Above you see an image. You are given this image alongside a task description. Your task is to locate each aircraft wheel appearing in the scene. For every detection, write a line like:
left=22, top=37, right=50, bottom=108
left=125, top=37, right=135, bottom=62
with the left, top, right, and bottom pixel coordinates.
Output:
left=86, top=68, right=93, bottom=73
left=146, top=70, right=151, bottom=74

+ + + + +

SZCZEGÓŁY ZADANIA.
Powtórz, proszę, cały materiał powyżej wiersz po wierszu, bez żadnych zmian.

ODPOWIEDŹ NA ZADANIE.
Above you see an image. You are given this image alongside a task description. Your task is to locate each aircraft wheel appearing in the scene. For every detection, write a line like:
left=22, top=37, right=50, bottom=108
left=125, top=37, right=135, bottom=62
with the left, top, right, and bottom pixel coordinates.
Output:
left=86, top=68, right=93, bottom=73
left=146, top=70, right=151, bottom=74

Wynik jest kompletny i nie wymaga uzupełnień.